Let's do the time warp again.

Seriously, that's the process you have to go through before each mission - confirming that, yes, you really would like to start the level a staggering five times before it finally lets you begin. Then you've just got the scrolling text introduction, a ponderous loading time and a short cut-scene to get through. And here's the kicker - fail a mission, and you're dumped back at the Ninja Village. Not only do you have to go through that whole process again (which takes a good two minutes, even when you skip the intro and cut-scene) but you also have to reequip whatever items you'd selected to take with you.

Once you're in the game, it's like 1998 all over again. The graphics wouldn't trouble the PS2, filled as they are with jagged polygons, flat textures and weird glitches. Walk up a sloped roof and marvel at how your feet and legs vanish into the tiles. Run up some stairs and gasp at the way your feet don't even seem to touch the floor. Walk over a table or similar low obstacle, and boggle at how you suddenly flicker and appear on top of it. Shadows are cast through solid objects. Sprays of blood are made up of jagged black and red lines. After such displays of visual prehistory it barely comes as a surprise that the same few character and building models recur throughout, and that many of the 50 levels try to pass off repeated maps as new locations.
:::::
→ **Aim of the exercise**
In the game review, how long does the restart process take even when the intro and cut-scene are skipped?
:::::
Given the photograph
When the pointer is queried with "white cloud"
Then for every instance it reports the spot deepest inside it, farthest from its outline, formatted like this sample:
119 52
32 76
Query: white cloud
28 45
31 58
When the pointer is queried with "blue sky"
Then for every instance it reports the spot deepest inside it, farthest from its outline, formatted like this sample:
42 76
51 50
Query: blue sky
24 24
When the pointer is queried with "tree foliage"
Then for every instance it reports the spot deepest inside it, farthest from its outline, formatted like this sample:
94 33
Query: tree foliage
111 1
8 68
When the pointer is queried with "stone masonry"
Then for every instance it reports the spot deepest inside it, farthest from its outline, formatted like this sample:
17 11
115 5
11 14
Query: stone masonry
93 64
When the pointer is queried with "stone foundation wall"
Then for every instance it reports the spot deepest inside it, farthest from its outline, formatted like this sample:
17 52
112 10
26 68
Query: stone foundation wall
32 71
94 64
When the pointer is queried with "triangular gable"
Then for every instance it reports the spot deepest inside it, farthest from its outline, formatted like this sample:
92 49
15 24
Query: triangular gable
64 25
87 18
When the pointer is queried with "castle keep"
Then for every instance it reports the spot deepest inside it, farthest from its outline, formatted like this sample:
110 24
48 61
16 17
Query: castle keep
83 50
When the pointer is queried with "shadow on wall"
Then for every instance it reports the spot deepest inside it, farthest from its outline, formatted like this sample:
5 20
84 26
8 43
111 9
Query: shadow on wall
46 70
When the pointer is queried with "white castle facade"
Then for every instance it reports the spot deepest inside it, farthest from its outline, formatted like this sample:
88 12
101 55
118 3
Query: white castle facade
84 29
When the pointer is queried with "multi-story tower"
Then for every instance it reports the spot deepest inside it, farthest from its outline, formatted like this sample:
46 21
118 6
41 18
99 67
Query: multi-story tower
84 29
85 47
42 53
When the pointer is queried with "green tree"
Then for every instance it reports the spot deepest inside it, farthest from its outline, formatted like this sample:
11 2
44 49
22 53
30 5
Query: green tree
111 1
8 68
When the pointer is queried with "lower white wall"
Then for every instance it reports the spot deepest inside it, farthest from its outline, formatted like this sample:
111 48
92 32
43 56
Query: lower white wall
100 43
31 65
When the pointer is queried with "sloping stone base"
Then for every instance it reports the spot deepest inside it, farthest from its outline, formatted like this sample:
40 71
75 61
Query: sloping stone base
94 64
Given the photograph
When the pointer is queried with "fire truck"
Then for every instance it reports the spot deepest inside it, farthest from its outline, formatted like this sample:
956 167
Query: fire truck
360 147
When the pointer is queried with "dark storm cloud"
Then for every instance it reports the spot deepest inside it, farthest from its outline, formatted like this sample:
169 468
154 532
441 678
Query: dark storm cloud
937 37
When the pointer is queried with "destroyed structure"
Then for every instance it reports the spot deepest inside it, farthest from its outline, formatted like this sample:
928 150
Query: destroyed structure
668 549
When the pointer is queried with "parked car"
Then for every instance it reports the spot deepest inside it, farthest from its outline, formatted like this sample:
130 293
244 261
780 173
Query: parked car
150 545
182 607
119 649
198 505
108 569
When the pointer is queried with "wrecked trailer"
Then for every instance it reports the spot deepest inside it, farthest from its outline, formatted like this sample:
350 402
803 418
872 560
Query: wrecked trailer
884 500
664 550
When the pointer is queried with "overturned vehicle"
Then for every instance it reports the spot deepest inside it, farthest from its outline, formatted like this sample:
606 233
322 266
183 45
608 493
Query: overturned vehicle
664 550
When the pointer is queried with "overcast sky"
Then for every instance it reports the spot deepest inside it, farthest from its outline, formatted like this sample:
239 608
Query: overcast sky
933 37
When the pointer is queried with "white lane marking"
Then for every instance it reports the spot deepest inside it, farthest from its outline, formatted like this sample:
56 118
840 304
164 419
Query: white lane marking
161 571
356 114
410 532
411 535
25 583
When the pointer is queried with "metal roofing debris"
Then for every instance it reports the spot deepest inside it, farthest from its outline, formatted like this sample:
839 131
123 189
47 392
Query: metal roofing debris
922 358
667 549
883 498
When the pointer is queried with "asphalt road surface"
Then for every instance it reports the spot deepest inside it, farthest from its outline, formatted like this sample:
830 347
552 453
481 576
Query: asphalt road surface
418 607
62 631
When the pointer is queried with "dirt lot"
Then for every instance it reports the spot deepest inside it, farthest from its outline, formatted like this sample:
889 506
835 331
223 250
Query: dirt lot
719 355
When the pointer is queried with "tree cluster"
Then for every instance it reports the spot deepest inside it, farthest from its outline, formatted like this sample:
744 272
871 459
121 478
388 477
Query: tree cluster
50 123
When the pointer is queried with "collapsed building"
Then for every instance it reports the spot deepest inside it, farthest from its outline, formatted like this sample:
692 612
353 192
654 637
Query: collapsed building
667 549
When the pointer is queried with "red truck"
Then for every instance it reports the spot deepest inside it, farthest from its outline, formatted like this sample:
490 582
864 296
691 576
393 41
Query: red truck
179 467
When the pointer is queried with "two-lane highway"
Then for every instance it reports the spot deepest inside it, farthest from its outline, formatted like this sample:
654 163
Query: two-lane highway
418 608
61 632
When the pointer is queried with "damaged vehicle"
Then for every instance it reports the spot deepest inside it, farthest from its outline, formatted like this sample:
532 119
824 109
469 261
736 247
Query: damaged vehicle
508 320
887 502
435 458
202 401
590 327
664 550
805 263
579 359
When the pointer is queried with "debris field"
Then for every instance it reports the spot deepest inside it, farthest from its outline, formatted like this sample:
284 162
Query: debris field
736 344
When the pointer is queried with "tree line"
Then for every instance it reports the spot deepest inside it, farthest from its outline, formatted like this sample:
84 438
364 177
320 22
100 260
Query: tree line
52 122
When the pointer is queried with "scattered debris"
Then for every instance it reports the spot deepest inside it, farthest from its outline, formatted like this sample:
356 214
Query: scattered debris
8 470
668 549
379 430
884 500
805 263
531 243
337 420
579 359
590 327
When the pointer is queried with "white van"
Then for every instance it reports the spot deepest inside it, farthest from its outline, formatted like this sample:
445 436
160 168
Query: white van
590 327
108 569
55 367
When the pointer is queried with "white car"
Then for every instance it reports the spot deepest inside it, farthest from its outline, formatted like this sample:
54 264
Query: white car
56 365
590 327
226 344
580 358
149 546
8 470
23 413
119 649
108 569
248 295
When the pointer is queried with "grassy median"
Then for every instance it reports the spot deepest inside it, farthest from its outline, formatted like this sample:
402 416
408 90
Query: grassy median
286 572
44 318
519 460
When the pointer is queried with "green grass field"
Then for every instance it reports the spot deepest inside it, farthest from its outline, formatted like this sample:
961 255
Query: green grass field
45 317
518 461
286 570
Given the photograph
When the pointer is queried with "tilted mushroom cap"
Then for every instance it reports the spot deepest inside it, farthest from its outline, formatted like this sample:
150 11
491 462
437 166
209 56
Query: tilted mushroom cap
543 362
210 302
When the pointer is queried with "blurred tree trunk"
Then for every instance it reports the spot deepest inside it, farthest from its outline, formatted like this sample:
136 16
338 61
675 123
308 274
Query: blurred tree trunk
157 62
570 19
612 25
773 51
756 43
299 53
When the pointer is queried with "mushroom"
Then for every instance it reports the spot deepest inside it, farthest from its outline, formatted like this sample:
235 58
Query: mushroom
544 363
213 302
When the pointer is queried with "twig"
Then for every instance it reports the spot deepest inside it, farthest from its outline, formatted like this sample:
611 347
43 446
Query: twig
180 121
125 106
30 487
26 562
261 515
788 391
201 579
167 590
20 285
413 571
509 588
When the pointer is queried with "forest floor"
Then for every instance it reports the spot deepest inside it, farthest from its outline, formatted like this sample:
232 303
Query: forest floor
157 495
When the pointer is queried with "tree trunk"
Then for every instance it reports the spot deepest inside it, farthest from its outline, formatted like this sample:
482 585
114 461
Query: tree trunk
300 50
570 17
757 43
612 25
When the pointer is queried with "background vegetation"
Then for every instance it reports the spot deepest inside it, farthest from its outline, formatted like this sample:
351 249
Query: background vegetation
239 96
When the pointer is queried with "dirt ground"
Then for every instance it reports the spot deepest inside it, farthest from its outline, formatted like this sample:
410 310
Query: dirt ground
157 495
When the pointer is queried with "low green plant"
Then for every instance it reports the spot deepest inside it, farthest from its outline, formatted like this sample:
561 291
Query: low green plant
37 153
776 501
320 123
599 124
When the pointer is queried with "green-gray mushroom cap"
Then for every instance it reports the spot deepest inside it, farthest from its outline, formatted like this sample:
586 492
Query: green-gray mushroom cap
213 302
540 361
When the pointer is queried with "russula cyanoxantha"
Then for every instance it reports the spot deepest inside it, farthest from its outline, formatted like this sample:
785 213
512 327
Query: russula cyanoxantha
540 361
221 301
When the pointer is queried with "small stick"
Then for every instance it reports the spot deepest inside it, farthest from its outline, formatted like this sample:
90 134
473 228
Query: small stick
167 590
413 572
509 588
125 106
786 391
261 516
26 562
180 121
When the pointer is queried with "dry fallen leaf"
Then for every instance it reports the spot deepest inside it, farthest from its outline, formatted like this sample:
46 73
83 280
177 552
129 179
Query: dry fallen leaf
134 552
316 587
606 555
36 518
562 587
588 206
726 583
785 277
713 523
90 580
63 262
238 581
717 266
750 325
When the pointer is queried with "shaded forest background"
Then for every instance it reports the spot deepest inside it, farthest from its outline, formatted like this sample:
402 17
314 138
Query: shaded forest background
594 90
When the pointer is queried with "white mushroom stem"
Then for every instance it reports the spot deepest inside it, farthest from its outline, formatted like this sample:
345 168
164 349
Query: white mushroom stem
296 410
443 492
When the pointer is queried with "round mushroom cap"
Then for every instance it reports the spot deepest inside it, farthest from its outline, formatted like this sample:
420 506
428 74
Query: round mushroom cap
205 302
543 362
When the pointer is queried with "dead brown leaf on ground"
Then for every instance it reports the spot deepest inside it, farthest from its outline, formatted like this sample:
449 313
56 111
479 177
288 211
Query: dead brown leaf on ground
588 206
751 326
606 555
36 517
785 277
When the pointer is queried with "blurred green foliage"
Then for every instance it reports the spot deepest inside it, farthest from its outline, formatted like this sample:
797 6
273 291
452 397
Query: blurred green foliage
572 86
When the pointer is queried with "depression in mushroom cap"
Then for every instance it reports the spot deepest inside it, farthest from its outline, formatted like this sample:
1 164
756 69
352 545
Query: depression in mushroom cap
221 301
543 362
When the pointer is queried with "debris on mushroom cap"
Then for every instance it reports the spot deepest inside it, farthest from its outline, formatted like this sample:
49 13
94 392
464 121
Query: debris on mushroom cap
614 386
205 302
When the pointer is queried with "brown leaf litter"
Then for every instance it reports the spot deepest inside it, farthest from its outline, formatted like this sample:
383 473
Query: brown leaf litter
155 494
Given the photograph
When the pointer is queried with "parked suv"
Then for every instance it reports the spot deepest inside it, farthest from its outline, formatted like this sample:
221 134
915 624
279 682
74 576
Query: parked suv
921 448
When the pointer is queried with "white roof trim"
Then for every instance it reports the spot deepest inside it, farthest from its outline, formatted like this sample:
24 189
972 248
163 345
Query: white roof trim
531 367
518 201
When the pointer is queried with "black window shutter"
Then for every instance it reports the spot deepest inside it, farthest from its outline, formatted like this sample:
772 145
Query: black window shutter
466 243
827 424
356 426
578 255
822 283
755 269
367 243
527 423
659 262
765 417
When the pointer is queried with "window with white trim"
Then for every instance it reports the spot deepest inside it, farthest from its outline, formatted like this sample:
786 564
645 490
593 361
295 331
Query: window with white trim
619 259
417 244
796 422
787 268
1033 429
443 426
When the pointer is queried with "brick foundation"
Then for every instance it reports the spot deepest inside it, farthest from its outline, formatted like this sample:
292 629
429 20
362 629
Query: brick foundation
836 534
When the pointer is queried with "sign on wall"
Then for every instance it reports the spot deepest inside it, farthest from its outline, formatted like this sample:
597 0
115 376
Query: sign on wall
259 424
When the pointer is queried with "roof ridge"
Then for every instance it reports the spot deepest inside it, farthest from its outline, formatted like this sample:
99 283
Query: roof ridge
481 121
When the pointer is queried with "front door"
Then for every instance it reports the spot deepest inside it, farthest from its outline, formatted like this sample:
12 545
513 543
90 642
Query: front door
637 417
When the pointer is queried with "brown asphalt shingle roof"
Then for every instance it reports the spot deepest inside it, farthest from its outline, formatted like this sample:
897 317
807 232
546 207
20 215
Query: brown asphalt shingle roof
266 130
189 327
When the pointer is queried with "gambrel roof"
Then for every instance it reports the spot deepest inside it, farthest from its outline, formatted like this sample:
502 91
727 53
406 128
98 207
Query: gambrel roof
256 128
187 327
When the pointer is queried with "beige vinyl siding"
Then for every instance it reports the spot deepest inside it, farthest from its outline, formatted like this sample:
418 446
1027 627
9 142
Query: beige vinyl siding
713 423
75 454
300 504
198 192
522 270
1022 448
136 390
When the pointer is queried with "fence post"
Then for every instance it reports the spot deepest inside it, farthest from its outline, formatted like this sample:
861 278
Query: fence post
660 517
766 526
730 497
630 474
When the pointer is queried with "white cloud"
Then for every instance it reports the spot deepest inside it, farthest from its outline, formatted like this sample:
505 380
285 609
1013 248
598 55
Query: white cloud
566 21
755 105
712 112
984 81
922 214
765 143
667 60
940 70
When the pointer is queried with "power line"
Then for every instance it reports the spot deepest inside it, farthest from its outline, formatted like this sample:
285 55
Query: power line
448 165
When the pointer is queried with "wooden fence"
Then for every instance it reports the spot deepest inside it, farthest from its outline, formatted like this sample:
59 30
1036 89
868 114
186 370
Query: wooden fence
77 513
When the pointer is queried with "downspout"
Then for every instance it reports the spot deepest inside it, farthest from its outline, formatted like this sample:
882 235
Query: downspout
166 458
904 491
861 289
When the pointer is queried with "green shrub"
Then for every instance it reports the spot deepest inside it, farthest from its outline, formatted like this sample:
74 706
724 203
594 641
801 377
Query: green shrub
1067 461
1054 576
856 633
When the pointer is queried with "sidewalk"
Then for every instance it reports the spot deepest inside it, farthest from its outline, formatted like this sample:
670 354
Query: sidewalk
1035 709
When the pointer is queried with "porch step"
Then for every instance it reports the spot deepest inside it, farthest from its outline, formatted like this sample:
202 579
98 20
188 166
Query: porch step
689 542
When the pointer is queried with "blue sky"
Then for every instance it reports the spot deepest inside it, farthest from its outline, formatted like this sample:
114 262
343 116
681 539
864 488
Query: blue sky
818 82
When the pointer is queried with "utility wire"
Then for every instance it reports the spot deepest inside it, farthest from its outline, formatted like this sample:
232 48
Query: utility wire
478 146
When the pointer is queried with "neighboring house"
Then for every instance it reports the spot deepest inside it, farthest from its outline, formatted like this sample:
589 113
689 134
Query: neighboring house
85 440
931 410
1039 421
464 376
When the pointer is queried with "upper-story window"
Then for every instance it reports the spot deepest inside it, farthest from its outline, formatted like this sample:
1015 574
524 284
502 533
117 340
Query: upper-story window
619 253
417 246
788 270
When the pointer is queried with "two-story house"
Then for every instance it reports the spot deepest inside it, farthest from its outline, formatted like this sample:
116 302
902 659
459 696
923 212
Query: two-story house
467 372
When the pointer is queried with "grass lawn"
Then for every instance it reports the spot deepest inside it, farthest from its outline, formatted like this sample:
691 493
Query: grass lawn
:::::
→ **Result**
A good two minutes.